Schrijf alle regels van het materiaal opnieuw uit, beginnend bij het begin en eindigend bij de regel met "<point>186,82</point>". Tel daarbij 6 op bij elke coördinaat in de antwoorden.

:: TE GEBRUIKEN MATERIAAL ::
###
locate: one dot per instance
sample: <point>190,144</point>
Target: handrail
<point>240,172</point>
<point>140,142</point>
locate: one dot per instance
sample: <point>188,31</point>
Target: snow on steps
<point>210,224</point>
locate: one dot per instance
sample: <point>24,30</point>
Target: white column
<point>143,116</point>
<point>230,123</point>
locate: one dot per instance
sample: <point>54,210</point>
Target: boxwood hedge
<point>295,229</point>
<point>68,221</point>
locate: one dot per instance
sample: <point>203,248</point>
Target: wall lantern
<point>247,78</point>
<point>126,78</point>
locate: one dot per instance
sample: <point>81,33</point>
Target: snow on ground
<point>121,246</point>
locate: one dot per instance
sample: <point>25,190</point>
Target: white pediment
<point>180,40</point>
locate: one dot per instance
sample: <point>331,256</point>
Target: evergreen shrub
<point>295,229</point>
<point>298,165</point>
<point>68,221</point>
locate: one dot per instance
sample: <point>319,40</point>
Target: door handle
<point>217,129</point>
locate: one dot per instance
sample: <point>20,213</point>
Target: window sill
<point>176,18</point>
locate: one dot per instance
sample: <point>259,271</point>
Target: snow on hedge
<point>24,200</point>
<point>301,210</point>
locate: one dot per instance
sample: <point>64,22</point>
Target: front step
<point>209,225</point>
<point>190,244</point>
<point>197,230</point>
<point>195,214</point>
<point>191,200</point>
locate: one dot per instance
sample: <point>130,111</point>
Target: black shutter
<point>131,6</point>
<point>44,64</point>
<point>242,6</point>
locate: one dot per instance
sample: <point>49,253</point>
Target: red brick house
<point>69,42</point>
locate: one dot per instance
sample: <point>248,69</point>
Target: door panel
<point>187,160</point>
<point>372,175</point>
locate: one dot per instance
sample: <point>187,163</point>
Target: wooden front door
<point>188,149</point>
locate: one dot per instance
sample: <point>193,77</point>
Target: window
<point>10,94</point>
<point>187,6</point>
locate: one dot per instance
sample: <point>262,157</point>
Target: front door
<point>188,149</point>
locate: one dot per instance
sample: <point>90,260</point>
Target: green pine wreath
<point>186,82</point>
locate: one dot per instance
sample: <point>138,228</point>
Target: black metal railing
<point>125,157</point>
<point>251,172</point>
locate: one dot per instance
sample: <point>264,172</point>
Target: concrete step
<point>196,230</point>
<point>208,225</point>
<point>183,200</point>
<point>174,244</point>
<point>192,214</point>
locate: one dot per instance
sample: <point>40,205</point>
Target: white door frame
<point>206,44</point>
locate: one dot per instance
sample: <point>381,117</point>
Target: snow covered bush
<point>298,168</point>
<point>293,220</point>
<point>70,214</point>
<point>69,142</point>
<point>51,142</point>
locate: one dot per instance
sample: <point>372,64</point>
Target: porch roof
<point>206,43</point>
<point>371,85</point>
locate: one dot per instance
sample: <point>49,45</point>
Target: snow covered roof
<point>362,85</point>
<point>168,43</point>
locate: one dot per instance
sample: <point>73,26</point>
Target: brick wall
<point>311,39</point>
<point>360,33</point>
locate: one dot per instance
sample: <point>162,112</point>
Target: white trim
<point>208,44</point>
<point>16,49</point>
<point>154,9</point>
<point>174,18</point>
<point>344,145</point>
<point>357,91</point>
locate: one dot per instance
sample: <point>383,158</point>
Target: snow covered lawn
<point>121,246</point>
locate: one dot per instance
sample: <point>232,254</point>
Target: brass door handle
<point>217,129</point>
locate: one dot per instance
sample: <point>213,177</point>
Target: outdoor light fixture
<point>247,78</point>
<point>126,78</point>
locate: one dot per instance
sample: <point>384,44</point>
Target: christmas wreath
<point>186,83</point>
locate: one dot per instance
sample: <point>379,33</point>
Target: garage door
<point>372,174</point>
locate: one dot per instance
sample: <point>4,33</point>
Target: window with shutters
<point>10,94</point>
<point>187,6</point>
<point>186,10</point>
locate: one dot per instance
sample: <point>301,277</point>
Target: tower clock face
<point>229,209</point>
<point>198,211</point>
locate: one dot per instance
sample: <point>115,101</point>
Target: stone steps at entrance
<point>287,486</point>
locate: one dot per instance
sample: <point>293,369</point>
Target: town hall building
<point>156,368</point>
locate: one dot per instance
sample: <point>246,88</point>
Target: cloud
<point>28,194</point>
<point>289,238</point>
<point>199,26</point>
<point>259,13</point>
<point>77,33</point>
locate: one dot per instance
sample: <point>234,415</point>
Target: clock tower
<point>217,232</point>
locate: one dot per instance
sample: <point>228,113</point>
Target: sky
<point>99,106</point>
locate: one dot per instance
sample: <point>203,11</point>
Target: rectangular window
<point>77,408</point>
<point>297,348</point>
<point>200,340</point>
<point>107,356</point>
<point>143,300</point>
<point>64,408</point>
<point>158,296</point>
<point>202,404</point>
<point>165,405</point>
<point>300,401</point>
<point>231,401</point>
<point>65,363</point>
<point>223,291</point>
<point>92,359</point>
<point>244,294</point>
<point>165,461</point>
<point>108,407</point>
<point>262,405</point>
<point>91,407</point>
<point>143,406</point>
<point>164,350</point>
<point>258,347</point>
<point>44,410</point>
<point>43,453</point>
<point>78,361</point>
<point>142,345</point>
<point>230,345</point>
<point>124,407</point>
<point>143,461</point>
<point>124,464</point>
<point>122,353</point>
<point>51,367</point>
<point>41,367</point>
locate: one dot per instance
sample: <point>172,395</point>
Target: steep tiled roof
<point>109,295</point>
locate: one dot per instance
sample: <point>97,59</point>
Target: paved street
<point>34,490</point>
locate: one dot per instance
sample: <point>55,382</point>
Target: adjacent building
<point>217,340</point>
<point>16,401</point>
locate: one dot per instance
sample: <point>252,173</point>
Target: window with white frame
###
:: RESULTAAT ::
locate: one dot per instance
sample: <point>190,144</point>
Target: handrail
<point>246,178</point>
<point>146,148</point>
locate: one dot per instance
sample: <point>188,31</point>
Target: snow on steps
<point>216,230</point>
locate: one dot per instance
sample: <point>24,30</point>
Target: white column
<point>149,122</point>
<point>236,129</point>
locate: one dot per instance
sample: <point>54,210</point>
Target: boxwood hedge
<point>301,235</point>
<point>74,227</point>
locate: one dot per instance
sample: <point>203,248</point>
Target: wall lantern
<point>253,84</point>
<point>132,84</point>
locate: one dot per instance
sample: <point>81,33</point>
Target: snow on ground
<point>127,252</point>
locate: one dot per instance
sample: <point>25,190</point>
Target: white pediment
<point>186,46</point>
locate: one dot per instance
sample: <point>331,256</point>
Target: evergreen shrub
<point>301,235</point>
<point>304,171</point>
<point>74,227</point>
locate: one dot per instance
sample: <point>319,40</point>
Target: door handle
<point>223,135</point>
locate: one dot per instance
sample: <point>20,213</point>
Target: window sill
<point>182,24</point>
locate: one dot per instance
sample: <point>259,271</point>
Target: snow on hedge
<point>30,206</point>
<point>307,216</point>
locate: one dot per instance
sample: <point>64,22</point>
Target: front step
<point>215,231</point>
<point>196,250</point>
<point>203,236</point>
<point>201,220</point>
<point>197,206</point>
locate: one dot per instance
sample: <point>130,111</point>
Target: black shutter
<point>137,12</point>
<point>50,70</point>
<point>248,12</point>
locate: one dot per instance
sample: <point>49,253</point>
Target: red brick house
<point>75,48</point>
locate: one dot per instance
sample: <point>248,69</point>
Target: door panel
<point>193,166</point>
<point>378,181</point>
locate: one dot per instance
sample: <point>187,163</point>
Target: wooden front door
<point>194,155</point>
locate: one dot per instance
sample: <point>193,77</point>
Target: window
<point>16,100</point>
<point>193,12</point>
locate: one dot per instance
sample: <point>262,157</point>
Target: front door
<point>194,155</point>
locate: one dot per instance
sample: <point>90,260</point>
Target: green pine wreath
<point>192,88</point>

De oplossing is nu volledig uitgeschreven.